Data shown:
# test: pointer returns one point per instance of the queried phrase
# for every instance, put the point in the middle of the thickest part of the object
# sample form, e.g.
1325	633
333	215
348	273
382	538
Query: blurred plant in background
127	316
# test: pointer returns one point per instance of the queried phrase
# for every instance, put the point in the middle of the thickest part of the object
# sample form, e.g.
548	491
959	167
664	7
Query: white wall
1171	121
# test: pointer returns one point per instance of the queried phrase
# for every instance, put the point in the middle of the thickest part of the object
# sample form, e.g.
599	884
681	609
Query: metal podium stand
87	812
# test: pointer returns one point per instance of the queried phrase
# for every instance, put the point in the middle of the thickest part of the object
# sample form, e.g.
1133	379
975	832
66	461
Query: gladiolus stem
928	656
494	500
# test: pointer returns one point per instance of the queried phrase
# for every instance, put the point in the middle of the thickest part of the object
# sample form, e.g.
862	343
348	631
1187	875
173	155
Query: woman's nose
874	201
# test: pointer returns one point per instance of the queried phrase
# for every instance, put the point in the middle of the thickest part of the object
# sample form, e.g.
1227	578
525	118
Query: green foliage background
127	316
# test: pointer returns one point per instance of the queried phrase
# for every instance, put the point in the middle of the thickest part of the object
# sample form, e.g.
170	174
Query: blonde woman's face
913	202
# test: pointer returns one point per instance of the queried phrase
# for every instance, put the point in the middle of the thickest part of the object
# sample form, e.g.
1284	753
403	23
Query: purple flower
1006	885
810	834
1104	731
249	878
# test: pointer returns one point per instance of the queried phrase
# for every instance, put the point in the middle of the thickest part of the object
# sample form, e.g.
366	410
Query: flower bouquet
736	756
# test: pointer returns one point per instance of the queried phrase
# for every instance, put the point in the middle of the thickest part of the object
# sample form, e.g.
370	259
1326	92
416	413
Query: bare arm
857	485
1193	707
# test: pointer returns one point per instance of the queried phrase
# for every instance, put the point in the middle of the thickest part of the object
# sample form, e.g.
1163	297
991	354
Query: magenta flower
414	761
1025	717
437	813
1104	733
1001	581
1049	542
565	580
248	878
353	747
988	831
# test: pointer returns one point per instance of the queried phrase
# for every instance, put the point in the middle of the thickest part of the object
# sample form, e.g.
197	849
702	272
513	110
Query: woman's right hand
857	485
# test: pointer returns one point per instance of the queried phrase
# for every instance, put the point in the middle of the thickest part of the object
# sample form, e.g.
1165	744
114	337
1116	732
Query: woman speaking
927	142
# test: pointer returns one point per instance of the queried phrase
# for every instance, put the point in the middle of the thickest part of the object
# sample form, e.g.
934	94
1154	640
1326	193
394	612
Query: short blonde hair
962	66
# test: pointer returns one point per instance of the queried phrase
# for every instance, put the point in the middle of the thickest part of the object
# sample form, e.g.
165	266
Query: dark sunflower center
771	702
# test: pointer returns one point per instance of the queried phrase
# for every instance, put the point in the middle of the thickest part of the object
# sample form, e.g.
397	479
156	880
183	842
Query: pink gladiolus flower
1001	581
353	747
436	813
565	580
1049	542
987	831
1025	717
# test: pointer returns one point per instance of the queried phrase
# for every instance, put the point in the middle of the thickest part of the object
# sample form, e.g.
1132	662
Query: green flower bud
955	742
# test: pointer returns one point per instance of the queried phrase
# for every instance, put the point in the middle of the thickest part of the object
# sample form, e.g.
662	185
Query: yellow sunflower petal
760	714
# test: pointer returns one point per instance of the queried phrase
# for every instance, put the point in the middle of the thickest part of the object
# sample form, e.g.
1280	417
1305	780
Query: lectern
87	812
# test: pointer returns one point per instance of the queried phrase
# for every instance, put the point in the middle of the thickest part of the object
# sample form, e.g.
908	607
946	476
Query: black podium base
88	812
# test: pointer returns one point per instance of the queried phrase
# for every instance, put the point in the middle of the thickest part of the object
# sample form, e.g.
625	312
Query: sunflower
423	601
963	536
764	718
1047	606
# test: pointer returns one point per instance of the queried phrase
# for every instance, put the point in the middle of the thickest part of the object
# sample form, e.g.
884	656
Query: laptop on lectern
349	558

Assignment:
Please repeat each line from the one with "Query: woman speaking" through the last line of the data above, and add nothing.

Output of the exercise:
Query: woman speaking
927	142
# test: pointer returns one point per instance of the queried phrase
# for every instance, put the point in the middle of the thickest part of the object
# sample form, e.g.
934	94
1154	640
1326	193
394	612
Query: short blonde hair
962	66
# test: pointer returns one point per instance of the queried phrase
# for every instance, put the point in the middle of the thickest part of the object
# sample form, e.g.
165	266
Query: dark sunflower center
771	702
# test: pointer returns one point per instance of the queried phrase
# for every instance, put the point in the middle of the thickest part of the object
# sample form, e.g.
397	479
156	880
183	842
Query: pink gladiolus flower
1001	581
353	747
436	813
565	580
1049	542
987	831
1025	717
# test: pointer returns one point per instance of the queried phrase
# for every instance, put the point in the middle of the thickest part of the object
# sample form, e.g.
1132	662
Query: green flower bud
955	742
# test: pointer returns one point per instance of the queried phrase
# for every instance, put the point in the middle of the thickest part of the object
# sample form, e.g.
662	185
Query: yellow sunflower petal
760	714
# test: pointer returns one point per instance of the queried phrase
# for every instance, put the point in the middle of the thickest part of the object
# sample form, e.g.
1280	417
1305	780
Query: lectern
87	812
# test: pointer returns one point per instance of the queried phrase
# for every instance, put the point in the middle of the thickest part of the object
# sample form, e.g.
908	607
946	476
Query: black podium base
88	812
# test: pointer returns one point per instance of the queried phrase
# for every instance, put the point in the middle of the thickest part of the object
# sample form, e.g.
625	312
Query: sunflower
423	601
963	536
764	718
1047	606
# test: pointer returns one point per instance of the queried phrase
# for every instance, put the point in the middle of the thickest part of the object
# sample form, e.g.
884	656
Query: laptop on lectern
349	558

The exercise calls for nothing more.